■ SET PROBLEM ■
Render the lines from the one containing "Point to the car hood" through the one containing "<point>75,302</point>", both included, as a JSON list of strings with one string per line and blank lines left out.

■ INPUT FOR THIS TASK ■
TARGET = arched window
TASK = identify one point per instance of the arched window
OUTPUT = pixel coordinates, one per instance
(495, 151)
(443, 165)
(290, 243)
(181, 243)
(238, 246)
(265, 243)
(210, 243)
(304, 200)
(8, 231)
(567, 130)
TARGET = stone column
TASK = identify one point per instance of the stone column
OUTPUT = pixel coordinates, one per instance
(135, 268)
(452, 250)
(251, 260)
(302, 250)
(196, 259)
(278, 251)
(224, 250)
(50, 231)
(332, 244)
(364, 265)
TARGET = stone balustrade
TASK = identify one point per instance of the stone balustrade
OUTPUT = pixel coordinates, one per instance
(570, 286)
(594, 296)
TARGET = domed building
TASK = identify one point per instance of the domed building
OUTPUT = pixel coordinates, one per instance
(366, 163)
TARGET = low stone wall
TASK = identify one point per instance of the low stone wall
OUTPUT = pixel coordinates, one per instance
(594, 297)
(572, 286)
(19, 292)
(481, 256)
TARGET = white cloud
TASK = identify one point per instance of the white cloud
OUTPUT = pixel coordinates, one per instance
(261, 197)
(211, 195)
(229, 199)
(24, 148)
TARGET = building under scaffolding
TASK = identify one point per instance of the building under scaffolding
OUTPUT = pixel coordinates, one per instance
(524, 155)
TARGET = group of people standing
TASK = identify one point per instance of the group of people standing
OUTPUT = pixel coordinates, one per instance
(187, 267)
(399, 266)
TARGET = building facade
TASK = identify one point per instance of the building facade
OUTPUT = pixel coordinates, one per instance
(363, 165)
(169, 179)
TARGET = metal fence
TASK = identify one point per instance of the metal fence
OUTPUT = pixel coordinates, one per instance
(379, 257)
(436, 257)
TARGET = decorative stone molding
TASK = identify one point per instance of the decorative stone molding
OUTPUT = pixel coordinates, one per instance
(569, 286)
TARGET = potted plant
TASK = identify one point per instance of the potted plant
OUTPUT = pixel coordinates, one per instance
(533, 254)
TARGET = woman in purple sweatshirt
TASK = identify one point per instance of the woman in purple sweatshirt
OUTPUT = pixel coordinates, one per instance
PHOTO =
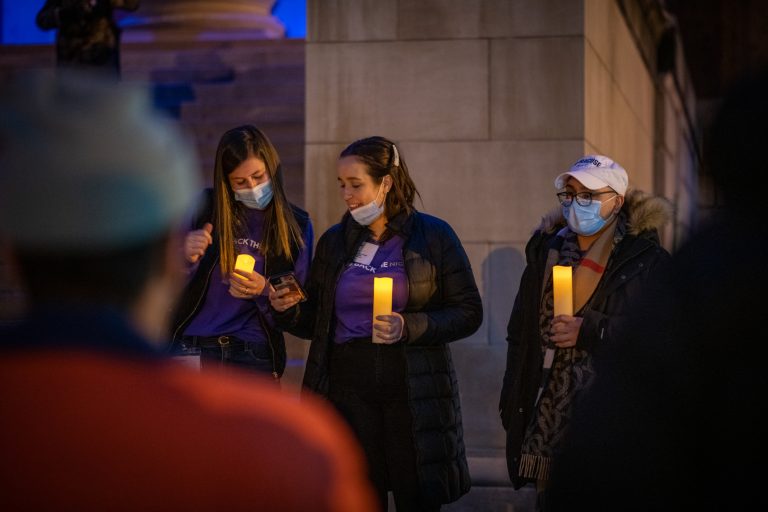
(399, 393)
(225, 312)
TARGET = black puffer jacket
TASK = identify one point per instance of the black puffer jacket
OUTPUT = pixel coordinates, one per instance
(635, 266)
(443, 306)
(197, 287)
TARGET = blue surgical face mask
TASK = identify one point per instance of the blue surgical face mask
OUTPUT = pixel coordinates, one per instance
(585, 220)
(257, 197)
(366, 214)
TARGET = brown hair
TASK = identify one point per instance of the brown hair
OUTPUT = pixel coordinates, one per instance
(236, 146)
(381, 157)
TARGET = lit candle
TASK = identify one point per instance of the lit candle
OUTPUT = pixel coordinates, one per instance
(562, 283)
(382, 301)
(245, 262)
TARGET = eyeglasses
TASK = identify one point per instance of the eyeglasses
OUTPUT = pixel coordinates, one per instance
(582, 198)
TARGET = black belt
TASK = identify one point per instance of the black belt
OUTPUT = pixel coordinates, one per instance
(217, 342)
(363, 339)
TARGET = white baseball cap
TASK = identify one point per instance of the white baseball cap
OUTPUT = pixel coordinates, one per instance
(595, 172)
(89, 164)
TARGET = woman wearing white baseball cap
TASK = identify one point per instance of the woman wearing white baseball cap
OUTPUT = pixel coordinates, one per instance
(610, 239)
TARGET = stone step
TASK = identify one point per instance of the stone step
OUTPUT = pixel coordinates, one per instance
(212, 112)
(282, 92)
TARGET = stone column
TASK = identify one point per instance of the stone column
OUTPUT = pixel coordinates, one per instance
(202, 20)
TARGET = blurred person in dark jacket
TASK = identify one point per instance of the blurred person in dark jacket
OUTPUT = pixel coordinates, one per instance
(676, 418)
(93, 188)
(87, 32)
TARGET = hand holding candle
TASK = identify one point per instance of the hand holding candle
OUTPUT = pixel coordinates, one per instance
(245, 262)
(562, 285)
(244, 283)
(565, 326)
(382, 302)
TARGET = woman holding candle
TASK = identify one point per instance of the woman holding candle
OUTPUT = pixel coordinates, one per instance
(224, 311)
(392, 378)
(605, 241)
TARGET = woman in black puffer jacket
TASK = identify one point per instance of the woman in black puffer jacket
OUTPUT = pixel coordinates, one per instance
(398, 390)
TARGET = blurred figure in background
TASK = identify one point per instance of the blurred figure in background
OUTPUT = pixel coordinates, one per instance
(87, 32)
(93, 185)
(676, 418)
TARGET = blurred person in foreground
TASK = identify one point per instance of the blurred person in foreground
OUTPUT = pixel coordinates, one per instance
(93, 416)
(676, 419)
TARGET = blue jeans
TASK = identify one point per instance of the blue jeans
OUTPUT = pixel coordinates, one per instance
(249, 357)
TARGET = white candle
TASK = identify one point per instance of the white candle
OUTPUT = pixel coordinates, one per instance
(245, 262)
(562, 284)
(382, 301)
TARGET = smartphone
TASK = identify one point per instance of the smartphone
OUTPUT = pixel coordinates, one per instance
(288, 280)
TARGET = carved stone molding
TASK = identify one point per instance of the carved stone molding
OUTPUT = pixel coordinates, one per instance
(202, 20)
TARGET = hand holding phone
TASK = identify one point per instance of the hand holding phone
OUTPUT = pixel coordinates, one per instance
(288, 281)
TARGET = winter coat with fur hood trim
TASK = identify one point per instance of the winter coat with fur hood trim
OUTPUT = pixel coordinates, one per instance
(637, 269)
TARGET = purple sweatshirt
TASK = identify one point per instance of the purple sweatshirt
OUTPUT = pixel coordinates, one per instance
(221, 313)
(354, 291)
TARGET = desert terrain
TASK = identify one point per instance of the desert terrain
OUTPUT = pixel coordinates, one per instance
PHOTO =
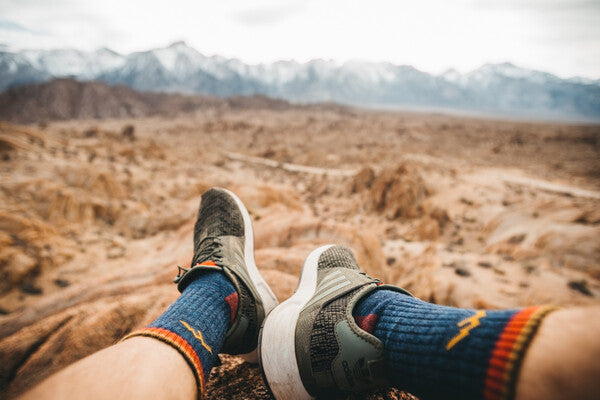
(96, 214)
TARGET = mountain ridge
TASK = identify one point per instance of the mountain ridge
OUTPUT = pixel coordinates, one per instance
(503, 89)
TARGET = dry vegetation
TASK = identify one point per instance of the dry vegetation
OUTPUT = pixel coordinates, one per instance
(96, 214)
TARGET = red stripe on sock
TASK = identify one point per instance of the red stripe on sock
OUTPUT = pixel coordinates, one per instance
(367, 322)
(509, 350)
(232, 301)
(179, 344)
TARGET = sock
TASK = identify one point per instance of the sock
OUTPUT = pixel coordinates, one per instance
(435, 351)
(196, 324)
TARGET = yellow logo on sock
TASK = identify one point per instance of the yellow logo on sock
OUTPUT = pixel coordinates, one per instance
(198, 335)
(466, 324)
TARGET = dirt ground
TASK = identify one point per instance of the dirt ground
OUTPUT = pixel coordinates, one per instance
(95, 215)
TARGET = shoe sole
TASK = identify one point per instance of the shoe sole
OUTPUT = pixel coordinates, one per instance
(277, 341)
(267, 296)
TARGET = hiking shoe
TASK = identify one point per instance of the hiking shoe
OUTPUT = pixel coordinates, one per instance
(224, 241)
(310, 344)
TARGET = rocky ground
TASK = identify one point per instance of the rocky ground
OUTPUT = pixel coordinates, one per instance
(96, 214)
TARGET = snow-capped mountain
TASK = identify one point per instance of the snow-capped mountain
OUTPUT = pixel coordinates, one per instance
(493, 88)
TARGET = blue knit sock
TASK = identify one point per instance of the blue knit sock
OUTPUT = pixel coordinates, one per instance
(451, 353)
(196, 324)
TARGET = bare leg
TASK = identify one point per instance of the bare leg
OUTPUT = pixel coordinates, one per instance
(563, 361)
(138, 368)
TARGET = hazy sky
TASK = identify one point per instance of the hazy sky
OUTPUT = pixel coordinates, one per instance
(559, 36)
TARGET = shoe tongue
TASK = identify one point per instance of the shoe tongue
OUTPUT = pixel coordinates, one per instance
(338, 257)
(205, 251)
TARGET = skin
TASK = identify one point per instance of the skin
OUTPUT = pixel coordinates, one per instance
(137, 368)
(562, 362)
(563, 359)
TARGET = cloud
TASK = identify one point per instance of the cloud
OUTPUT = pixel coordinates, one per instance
(7, 25)
(268, 14)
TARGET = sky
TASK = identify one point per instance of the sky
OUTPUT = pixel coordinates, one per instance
(558, 36)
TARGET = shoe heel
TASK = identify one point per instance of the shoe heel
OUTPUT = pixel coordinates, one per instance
(277, 339)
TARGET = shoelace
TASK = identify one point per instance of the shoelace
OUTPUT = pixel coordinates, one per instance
(210, 249)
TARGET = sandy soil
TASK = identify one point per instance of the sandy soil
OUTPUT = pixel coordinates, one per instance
(463, 212)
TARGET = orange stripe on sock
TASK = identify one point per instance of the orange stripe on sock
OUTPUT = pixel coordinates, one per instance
(207, 263)
(179, 344)
(509, 350)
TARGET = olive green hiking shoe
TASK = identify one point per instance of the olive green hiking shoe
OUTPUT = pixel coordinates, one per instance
(310, 344)
(224, 241)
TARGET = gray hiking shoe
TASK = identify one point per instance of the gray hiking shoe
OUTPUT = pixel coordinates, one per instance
(224, 241)
(310, 344)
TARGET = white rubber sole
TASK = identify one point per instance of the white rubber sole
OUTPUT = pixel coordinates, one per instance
(267, 296)
(277, 342)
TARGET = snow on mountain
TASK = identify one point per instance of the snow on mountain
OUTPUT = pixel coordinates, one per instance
(503, 88)
(69, 62)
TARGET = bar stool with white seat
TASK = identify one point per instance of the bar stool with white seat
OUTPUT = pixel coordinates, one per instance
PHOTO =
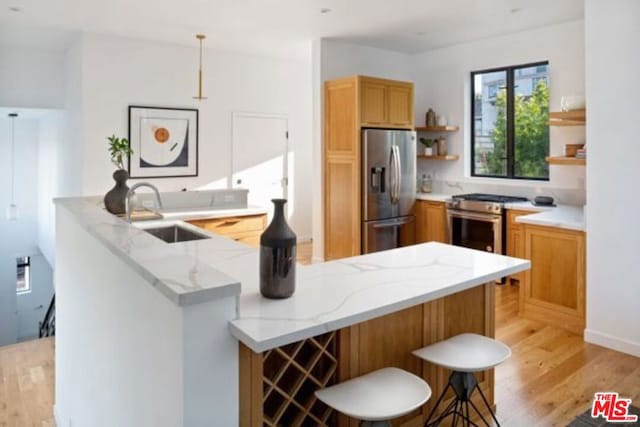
(377, 397)
(464, 354)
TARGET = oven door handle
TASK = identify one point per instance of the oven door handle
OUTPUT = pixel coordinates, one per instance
(474, 216)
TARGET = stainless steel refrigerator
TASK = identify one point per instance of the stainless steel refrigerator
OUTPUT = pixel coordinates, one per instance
(388, 189)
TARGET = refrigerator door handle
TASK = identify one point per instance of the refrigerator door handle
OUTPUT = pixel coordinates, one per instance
(395, 184)
(398, 172)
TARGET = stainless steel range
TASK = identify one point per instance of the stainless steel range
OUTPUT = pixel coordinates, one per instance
(477, 221)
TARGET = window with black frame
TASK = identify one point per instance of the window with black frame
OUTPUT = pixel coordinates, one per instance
(510, 113)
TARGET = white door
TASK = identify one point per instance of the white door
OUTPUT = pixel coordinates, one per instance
(259, 157)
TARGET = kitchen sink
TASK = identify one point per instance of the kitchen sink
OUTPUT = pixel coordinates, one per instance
(175, 234)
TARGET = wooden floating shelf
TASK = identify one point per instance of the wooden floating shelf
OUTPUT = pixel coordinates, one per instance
(567, 118)
(569, 161)
(437, 128)
(448, 157)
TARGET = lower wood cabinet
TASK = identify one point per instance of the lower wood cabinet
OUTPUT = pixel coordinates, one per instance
(245, 229)
(431, 222)
(515, 238)
(553, 290)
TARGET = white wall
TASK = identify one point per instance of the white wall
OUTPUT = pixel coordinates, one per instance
(18, 237)
(116, 73)
(613, 285)
(31, 78)
(33, 305)
(49, 140)
(151, 362)
(442, 82)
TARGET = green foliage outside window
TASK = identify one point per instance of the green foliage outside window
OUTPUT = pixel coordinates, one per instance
(531, 134)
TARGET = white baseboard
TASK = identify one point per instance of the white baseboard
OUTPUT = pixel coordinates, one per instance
(614, 343)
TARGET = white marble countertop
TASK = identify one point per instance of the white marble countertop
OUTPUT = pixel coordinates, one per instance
(208, 213)
(337, 294)
(433, 197)
(561, 216)
(176, 270)
(328, 296)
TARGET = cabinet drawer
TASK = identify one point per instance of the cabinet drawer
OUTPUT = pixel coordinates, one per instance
(233, 225)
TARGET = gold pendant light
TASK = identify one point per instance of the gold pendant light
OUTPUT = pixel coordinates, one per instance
(200, 37)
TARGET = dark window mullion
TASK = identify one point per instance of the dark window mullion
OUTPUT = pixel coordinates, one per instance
(511, 158)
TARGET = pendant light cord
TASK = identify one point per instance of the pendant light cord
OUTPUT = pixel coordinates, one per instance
(13, 159)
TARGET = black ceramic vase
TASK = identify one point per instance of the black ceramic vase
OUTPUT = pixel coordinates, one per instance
(278, 256)
(114, 200)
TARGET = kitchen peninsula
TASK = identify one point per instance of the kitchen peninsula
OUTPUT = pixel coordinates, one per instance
(177, 334)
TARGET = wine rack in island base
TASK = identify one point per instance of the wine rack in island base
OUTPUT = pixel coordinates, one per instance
(277, 387)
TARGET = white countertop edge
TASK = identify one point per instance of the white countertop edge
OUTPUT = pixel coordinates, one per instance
(319, 329)
(197, 296)
(196, 214)
(433, 197)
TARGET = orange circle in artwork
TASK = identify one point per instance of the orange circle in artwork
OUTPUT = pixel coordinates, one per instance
(161, 135)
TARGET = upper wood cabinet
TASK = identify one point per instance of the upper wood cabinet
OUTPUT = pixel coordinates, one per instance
(431, 222)
(351, 104)
(386, 103)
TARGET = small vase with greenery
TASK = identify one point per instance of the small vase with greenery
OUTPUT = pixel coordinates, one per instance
(428, 146)
(119, 150)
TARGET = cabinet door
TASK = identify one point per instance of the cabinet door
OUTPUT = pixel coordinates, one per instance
(400, 105)
(437, 222)
(342, 208)
(554, 288)
(431, 222)
(373, 103)
(515, 239)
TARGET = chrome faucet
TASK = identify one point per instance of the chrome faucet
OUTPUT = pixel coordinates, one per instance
(131, 192)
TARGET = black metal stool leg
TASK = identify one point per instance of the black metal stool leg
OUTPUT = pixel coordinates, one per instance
(488, 407)
(463, 385)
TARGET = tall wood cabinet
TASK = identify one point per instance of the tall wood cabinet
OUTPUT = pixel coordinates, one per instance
(351, 104)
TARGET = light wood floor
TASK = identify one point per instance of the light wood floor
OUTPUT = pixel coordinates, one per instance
(553, 374)
(549, 380)
(27, 384)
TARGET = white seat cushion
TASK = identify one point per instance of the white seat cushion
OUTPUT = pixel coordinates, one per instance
(466, 353)
(377, 396)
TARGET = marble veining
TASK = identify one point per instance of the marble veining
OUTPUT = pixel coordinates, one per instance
(328, 296)
(179, 275)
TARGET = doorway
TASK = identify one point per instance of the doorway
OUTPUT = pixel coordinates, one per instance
(260, 157)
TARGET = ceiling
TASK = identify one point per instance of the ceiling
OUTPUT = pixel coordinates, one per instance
(281, 27)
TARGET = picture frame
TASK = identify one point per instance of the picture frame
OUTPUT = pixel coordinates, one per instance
(164, 141)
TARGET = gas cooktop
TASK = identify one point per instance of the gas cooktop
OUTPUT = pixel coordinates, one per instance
(491, 198)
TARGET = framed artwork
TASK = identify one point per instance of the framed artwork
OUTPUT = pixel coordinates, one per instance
(164, 142)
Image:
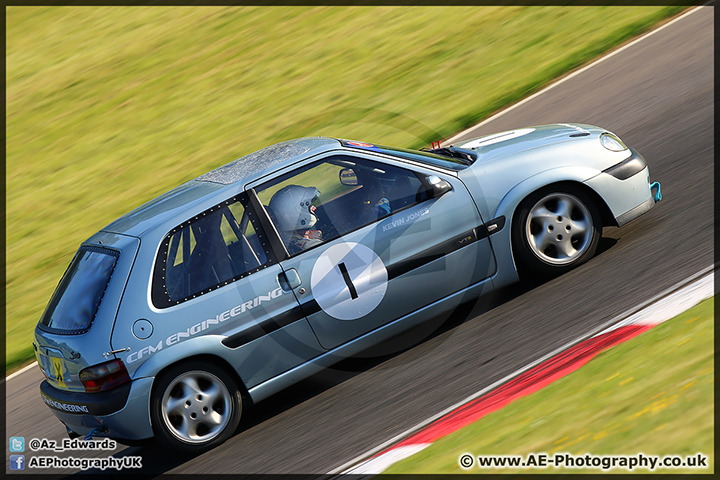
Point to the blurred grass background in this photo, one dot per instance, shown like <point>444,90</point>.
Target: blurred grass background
<point>108,107</point>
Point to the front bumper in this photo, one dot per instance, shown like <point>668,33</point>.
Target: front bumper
<point>626,188</point>
<point>122,413</point>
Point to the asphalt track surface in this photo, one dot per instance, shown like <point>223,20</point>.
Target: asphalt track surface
<point>658,97</point>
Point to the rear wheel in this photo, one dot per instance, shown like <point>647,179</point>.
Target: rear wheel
<point>555,230</point>
<point>195,406</point>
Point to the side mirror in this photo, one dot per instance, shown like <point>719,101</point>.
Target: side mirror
<point>348,177</point>
<point>439,186</point>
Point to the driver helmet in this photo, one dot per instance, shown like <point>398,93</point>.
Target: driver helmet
<point>291,207</point>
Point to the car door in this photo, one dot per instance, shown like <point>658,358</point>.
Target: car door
<point>215,275</point>
<point>374,240</point>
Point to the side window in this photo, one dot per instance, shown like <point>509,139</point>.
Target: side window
<point>211,250</point>
<point>334,196</point>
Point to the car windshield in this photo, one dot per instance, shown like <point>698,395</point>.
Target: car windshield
<point>448,162</point>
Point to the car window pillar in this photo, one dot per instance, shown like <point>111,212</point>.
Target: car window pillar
<point>273,236</point>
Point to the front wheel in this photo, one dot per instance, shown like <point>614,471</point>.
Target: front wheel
<point>195,406</point>
<point>555,230</point>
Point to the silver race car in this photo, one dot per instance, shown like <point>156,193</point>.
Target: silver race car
<point>253,276</point>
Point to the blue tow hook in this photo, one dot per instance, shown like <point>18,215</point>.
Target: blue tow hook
<point>655,189</point>
<point>94,432</point>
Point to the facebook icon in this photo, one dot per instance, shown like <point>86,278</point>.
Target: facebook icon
<point>17,462</point>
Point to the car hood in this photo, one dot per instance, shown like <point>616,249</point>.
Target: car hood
<point>497,145</point>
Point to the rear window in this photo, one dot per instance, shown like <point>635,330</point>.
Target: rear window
<point>75,302</point>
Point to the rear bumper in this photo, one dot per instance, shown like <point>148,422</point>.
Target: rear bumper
<point>123,411</point>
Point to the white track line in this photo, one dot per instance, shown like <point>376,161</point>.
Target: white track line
<point>704,278</point>
<point>568,77</point>
<point>571,75</point>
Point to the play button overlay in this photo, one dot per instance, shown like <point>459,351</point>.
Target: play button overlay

■ EXPECTED ANSWER ■
[
  "Point to the car hood in this photo, one dot per instance, shown like <point>616,249</point>.",
  "Target: car hood",
  "<point>497,145</point>",
  "Point to the rear window in this photo, one dot per instance, shown like <point>635,330</point>.",
  "Target: rear window",
  "<point>75,302</point>"
]